* start DATASET RECORDS *
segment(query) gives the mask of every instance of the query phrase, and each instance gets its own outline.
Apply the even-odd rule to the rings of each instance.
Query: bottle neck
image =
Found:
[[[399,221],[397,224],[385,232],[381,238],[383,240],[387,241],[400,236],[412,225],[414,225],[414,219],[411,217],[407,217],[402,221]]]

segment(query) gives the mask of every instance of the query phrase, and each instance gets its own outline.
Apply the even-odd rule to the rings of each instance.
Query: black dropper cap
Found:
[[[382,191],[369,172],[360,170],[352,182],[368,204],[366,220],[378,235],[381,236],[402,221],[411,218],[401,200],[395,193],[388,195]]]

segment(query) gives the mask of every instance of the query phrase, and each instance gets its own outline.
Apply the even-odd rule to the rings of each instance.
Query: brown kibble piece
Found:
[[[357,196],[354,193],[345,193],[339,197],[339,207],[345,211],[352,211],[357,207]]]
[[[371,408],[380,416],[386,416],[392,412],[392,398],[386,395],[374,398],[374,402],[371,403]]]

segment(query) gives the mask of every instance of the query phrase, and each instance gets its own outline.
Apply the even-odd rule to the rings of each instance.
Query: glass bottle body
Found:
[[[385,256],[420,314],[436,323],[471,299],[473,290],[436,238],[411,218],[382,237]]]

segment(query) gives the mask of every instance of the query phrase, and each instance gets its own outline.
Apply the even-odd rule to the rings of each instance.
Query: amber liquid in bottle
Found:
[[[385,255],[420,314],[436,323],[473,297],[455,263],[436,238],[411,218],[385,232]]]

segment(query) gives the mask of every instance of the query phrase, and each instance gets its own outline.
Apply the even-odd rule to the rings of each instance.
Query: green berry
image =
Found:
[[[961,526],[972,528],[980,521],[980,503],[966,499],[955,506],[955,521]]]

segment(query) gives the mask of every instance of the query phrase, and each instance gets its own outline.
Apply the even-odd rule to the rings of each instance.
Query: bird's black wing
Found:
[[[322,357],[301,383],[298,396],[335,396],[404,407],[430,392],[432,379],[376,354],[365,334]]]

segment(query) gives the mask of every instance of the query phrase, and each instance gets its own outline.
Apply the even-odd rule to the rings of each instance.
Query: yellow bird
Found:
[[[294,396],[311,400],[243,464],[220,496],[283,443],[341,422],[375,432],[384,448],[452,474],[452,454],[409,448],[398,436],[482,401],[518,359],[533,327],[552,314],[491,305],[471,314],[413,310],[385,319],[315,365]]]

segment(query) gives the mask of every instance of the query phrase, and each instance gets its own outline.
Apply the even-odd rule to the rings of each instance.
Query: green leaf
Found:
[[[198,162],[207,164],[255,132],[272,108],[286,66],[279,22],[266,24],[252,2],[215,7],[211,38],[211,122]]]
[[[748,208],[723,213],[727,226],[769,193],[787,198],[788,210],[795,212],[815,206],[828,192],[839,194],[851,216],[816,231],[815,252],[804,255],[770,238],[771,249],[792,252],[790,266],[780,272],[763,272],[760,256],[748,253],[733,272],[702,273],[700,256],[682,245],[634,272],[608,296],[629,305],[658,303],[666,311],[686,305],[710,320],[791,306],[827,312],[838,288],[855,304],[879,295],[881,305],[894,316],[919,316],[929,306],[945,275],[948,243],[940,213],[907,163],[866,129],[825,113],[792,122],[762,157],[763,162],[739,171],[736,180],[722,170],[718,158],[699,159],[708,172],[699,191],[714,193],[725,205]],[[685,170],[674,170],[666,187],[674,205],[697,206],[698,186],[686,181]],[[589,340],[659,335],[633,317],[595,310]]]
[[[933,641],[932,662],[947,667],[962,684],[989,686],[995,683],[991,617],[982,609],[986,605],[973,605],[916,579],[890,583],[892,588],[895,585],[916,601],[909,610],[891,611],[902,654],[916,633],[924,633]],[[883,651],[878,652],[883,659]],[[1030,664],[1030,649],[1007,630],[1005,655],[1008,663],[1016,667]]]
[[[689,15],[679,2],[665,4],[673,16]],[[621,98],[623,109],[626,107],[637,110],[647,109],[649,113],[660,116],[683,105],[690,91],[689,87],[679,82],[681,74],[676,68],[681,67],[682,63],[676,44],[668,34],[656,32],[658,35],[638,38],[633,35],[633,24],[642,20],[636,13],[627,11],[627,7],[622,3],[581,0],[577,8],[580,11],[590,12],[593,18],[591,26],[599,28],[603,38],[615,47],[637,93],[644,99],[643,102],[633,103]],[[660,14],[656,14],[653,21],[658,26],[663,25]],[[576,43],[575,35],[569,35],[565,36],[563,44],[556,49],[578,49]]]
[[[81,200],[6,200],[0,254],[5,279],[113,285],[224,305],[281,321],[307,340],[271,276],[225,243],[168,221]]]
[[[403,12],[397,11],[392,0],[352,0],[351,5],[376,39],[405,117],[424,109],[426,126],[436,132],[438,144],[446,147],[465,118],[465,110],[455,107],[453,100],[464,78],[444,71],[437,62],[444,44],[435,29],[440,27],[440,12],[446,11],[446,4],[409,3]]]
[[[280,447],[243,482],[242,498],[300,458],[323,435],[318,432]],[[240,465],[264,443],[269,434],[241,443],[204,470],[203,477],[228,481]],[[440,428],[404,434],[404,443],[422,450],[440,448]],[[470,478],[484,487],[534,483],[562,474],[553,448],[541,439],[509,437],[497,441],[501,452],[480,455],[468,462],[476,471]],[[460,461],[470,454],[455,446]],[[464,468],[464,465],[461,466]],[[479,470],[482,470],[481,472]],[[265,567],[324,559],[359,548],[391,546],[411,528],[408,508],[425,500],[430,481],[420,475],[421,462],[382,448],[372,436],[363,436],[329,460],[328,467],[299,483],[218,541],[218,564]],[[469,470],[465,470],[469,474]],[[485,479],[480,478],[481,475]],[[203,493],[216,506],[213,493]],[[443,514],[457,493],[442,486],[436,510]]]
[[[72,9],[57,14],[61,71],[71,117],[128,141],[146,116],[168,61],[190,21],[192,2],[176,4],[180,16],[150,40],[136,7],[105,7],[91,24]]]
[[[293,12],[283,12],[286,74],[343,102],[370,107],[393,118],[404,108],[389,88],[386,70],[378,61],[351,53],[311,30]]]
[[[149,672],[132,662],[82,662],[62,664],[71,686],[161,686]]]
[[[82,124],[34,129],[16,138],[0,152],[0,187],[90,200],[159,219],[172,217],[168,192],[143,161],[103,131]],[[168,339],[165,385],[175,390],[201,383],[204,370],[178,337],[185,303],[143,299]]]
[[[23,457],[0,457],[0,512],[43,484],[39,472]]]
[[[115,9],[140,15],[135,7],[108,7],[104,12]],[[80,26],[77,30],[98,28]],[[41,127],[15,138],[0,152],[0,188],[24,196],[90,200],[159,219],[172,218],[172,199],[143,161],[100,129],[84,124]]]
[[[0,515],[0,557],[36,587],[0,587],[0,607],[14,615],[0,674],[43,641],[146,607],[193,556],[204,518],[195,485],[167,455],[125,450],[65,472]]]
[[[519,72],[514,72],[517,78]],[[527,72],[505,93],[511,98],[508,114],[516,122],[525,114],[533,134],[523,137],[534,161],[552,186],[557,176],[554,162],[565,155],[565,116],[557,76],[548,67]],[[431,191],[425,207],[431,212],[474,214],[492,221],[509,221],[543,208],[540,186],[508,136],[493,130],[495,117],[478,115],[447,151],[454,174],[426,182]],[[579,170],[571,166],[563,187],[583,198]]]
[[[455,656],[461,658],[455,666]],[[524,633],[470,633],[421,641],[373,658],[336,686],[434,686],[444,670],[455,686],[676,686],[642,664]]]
* end DATASET RECORDS *
## YOUR TASK
All of the entries above should be written out again exactly.

## COMPLETED EXERCISE
segment(query) gives the mask of every instance of the query phrase, and each instance gets its own outline.
Apply the even-odd rule to the rings of each instance.
Query: bottle neck
image =
Found:
[[[399,221],[397,224],[385,232],[381,238],[383,240],[387,241],[400,236],[412,225],[414,225],[414,219],[411,217],[407,217],[402,221]]]

segment(query) gives the mask of every instance of the query phrase, and each instance gets its own outline.
Apply the even-odd rule to the rings of each instance.
Query: black dropper cap
Found:
[[[382,191],[369,172],[360,170],[352,182],[368,204],[366,220],[378,235],[381,236],[402,221],[411,218],[401,200],[395,193],[388,195]]]

segment(query) gives the mask of every instance of the query phrase, and each instance gets its own outline.
Apply the even-odd rule to the rings of each instance.
Query: brown kibble piece
Found:
[[[357,196],[354,193],[345,193],[339,197],[339,207],[345,211],[352,211],[357,207]]]
[[[371,408],[380,416],[386,416],[392,412],[392,398],[386,395],[374,398],[374,402],[371,403]]]

segment(query) gives the mask of every instance of the query phrase, and each instance gets its own outline.
Apply the even-odd rule to the rings of each instance.
Query: glass bottle body
Found:
[[[385,256],[420,314],[436,323],[471,299],[473,290],[436,238],[411,218],[382,237]]]

segment(query) gives the mask of every instance of the query phrase, and each instance gets its own outline.
Apply the even-odd rule to the rings of each instance.
Query: amber liquid in bottle
Found:
[[[385,255],[420,314],[436,323],[473,297],[455,263],[436,238],[411,218],[385,232]]]

segment(query) gives the mask of every instance of the query phrase, and each instance gets its own outline.
Apply the even-odd rule to the rings of each instance.
Query: green berry
image =
Found:
[[[961,526],[972,528],[980,521],[980,503],[966,499],[955,506],[955,521]]]

segment(query) gives the mask of every instance of the query phrase, and each instance gets its own outline.
Apply the even-odd rule to the rings of each instance.
Query: bird's black wing
Found:
[[[322,357],[301,383],[298,396],[335,396],[404,407],[430,392],[432,379],[376,354],[365,334]]]

segment(query) gives the mask of every instance of the query phrase, and each instance gets its own outline.
Apply the even-odd rule to the rings of each instance.
Query: yellow bird
Found:
[[[294,396],[311,400],[243,464],[220,496],[283,443],[341,422],[375,432],[384,448],[452,474],[452,454],[409,448],[398,436],[482,401],[518,359],[533,327],[552,314],[491,305],[471,314],[413,310],[385,319],[315,365]]]

segment(query) gives the mask of every instance of the query phrase, and each instance gets its own outline.
Apply the even-odd rule to the rings of each instance.
Query: green leaf
Found:
[[[198,162],[207,164],[255,132],[272,108],[286,66],[279,22],[266,24],[252,2],[215,7],[211,38],[211,122]]]
[[[748,208],[723,213],[727,226],[769,193],[787,198],[788,210],[795,212],[815,206],[828,192],[839,194],[851,216],[816,231],[815,252],[804,255],[770,238],[771,249],[792,252],[790,266],[780,272],[763,272],[760,256],[748,253],[733,272],[702,273],[700,256],[682,245],[634,272],[608,296],[629,305],[658,303],[666,311],[686,305],[710,320],[791,306],[827,312],[838,288],[855,304],[879,295],[881,305],[894,316],[919,316],[929,306],[945,275],[948,243],[940,213],[907,163],[866,129],[825,113],[792,122],[762,157],[763,162],[739,171],[736,180],[722,170],[718,158],[699,159],[708,172],[699,191],[714,193],[725,205]],[[685,170],[674,170],[666,187],[674,205],[697,206],[698,186],[686,181]],[[589,340],[659,335],[633,317],[595,310]]]
[[[933,641],[932,662],[947,667],[962,684],[989,686],[995,683],[991,617],[982,609],[986,605],[973,605],[916,579],[890,583],[892,588],[895,585],[916,601],[909,610],[891,611],[902,654],[916,633],[924,633]],[[883,651],[878,652],[883,659]],[[1030,664],[1030,649],[1007,630],[1005,655],[1008,663],[1016,667]]]
[[[689,15],[679,2],[665,4],[673,16]],[[621,98],[623,109],[626,107],[637,110],[647,109],[649,113],[660,116],[683,105],[690,91],[689,87],[679,82],[681,74],[676,68],[681,67],[682,63],[676,44],[668,34],[656,32],[658,35],[638,38],[633,35],[633,24],[642,20],[636,13],[627,11],[627,7],[622,3],[581,0],[577,8],[580,11],[590,12],[593,18],[591,26],[599,28],[603,38],[615,47],[637,93],[644,99],[643,102],[633,103]],[[660,14],[656,14],[653,21],[658,26],[663,25]],[[576,43],[575,35],[569,35],[565,36],[563,44],[556,49],[578,49]]]
[[[81,200],[6,200],[0,254],[5,279],[113,285],[224,305],[281,321],[307,340],[271,276],[225,243],[168,221]]]
[[[403,12],[397,11],[392,0],[352,0],[351,5],[376,39],[405,117],[424,109],[426,126],[436,132],[438,144],[446,147],[465,118],[465,110],[455,107],[453,100],[464,78],[444,71],[437,62],[444,44],[435,29],[440,27],[440,12],[446,11],[446,4],[409,3]]]
[[[280,447],[243,482],[242,498],[300,458],[323,435],[318,432]],[[240,465],[264,443],[269,434],[241,443],[204,470],[203,477],[228,481]],[[440,428],[404,434],[404,443],[422,450],[440,448]],[[470,478],[484,487],[534,483],[562,474],[553,448],[541,439],[509,437],[497,441],[501,452],[480,455],[468,462],[476,471]],[[460,461],[470,454],[455,446]],[[464,468],[464,465],[461,466]],[[479,470],[482,470],[481,472]],[[265,567],[324,559],[359,548],[391,546],[411,528],[408,508],[425,500],[430,481],[420,475],[421,462],[382,448],[372,436],[363,436],[329,460],[328,467],[299,483],[218,541],[218,564]],[[469,470],[465,470],[469,474]],[[485,479],[480,478],[481,475]],[[203,493],[216,506],[213,493]],[[443,514],[457,493],[442,486],[436,510]]]
[[[72,9],[57,14],[61,71],[71,117],[128,141],[146,116],[168,61],[190,21],[192,2],[176,4],[180,16],[150,40],[136,7],[105,7],[91,24]]]
[[[293,12],[283,12],[286,74],[343,102],[370,107],[393,118],[404,108],[389,88],[386,70],[378,61],[351,53],[311,30]]]
[[[149,672],[132,662],[82,662],[62,664],[71,686],[161,686]]]
[[[82,124],[34,129],[16,138],[0,152],[0,187],[90,200],[159,219],[172,217],[168,192],[143,161],[103,131]],[[168,339],[165,385],[175,390],[201,383],[204,370],[178,337],[185,303],[143,299]]]
[[[23,457],[0,457],[0,512],[43,484],[39,472]]]
[[[115,9],[140,15],[135,7],[108,7],[104,12]],[[80,26],[77,30],[98,28]],[[41,127],[15,138],[0,152],[0,188],[24,196],[90,200],[159,219],[172,218],[172,199],[143,161],[100,129],[84,124]]]
[[[0,515],[0,557],[36,587],[0,587],[0,607],[14,615],[0,674],[43,641],[146,607],[193,556],[204,518],[195,485],[167,455],[125,450],[65,472]]]
[[[519,72],[514,72],[517,78]],[[527,72],[505,93],[511,98],[508,114],[516,122],[525,114],[533,134],[523,137],[534,161],[552,186],[557,176],[554,162],[565,155],[565,116],[557,76],[548,67]],[[431,191],[425,207],[431,212],[474,214],[492,221],[509,221],[543,208],[540,186],[508,136],[493,130],[495,117],[478,115],[447,151],[454,174],[426,182]],[[579,170],[571,166],[563,187],[583,198]]]
[[[455,656],[461,658],[455,666]],[[524,633],[470,633],[421,641],[373,658],[336,686],[434,686],[444,670],[455,686],[676,686],[642,664]]]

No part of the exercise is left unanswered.